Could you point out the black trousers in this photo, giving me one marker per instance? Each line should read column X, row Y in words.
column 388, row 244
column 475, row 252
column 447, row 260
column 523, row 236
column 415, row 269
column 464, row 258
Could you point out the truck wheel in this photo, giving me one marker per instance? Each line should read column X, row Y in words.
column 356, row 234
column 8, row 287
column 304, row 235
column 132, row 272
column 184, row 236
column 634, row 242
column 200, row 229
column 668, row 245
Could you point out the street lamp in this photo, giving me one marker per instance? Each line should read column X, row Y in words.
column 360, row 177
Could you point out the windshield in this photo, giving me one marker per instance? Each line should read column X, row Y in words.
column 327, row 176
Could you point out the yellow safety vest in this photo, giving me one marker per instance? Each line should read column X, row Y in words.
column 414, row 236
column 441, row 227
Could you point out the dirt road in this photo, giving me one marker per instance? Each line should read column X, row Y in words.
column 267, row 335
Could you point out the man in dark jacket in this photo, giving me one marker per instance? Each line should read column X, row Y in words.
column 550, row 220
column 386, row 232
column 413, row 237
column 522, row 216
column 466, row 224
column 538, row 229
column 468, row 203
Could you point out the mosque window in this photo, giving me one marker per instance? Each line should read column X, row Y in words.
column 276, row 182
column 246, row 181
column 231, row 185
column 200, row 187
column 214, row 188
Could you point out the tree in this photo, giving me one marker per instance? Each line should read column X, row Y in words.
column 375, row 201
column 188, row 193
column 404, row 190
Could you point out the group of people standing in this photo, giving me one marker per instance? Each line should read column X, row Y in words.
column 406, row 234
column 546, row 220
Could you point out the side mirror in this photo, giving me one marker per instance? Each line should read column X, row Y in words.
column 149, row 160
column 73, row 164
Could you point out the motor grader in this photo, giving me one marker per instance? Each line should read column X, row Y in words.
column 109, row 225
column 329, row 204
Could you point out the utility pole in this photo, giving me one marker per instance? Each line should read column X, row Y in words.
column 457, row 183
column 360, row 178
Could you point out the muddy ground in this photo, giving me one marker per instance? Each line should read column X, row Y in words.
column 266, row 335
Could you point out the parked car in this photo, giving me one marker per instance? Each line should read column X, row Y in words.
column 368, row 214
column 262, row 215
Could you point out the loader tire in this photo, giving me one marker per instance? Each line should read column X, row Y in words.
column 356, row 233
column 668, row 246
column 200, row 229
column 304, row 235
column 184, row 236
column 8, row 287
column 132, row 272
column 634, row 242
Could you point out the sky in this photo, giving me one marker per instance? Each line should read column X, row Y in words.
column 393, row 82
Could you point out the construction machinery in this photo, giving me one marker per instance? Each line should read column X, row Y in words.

++++

- _PROBLEM_: What you write must be identical to the material above.

- _ANSWER SECTION_:
Could you point out the black trousers in this photo, giving me one marker per instance? Each line should read column X, row Y in words.
column 388, row 244
column 475, row 252
column 447, row 260
column 523, row 236
column 415, row 269
column 464, row 258
Could you point out the truck wheel in this photo, giving me one marker per instance? Each line should read column X, row Y in words.
column 356, row 234
column 8, row 287
column 304, row 235
column 132, row 272
column 184, row 236
column 634, row 242
column 200, row 229
column 668, row 245
Could you point out the street lamp in this photo, giving me one marker per instance? Each line should read column X, row Y in words.
column 360, row 177
Could you point out the windshield in this photo, giving me one marker per instance? Each line should read column X, row Y in words.
column 327, row 176
Could you point out the yellow safety vest in this photo, giving me one marker per instance? Each line should read column X, row Y in words.
column 414, row 236
column 441, row 227
Could you point out the dirt road in this photo, giving me one marker per instance? Each line should read column X, row Y in words.
column 267, row 335
Could you point out the man in dark jacket in this photo, giving me one marker per instance? Each line should read column X, row Y in words.
column 550, row 220
column 386, row 232
column 413, row 237
column 522, row 216
column 466, row 224
column 538, row 229
column 468, row 203
Could you point out the mosque window in this photo, giving me one marker per instance? Each line should read column X, row Y in words.
column 276, row 182
column 246, row 181
column 231, row 185
column 200, row 187
column 214, row 188
Could you point out the tree in this photo, giving me one marker per instance? Each line should read column X, row Y in words.
column 375, row 201
column 188, row 193
column 404, row 190
Could you point out the group of people standing in this photo, giving me one marker per instance? Each line should read column X, row Y in words.
column 406, row 234
column 546, row 220
Could you point out the side mirror in this photo, giving me one marker per instance? Each line should read column X, row Y in words.
column 149, row 160
column 73, row 164
Could you point out the motor grader in this photo, giving me one marker per instance? Each line should read column X, row Y in words.
column 109, row 225
column 329, row 204
Could you point out the utility pole in this photo, giving me one marker per instance? Each line should read column X, row Y in words.
column 457, row 183
column 360, row 178
Could you point out the muddy ground in this photo, giving me one marker per instance? Each line should read column X, row Y in words.
column 266, row 335
Could you point out the parked car in this photo, giving me one marker per instance? Each line should read column X, row Y in words.
column 368, row 214
column 262, row 215
Could you point out the loader tire in this photo, giving me one marker per instance? Each line should read column X, row Y in words.
column 356, row 233
column 668, row 246
column 200, row 229
column 304, row 235
column 184, row 236
column 8, row 287
column 132, row 272
column 634, row 242
Could you point out the sky in this photo, giving me one marker per instance? Each line should read column X, row Y in words.
column 393, row 82
Could you point out the construction machinery in this photo, giving me one marker per instance? Each line should read column X, row Y in words.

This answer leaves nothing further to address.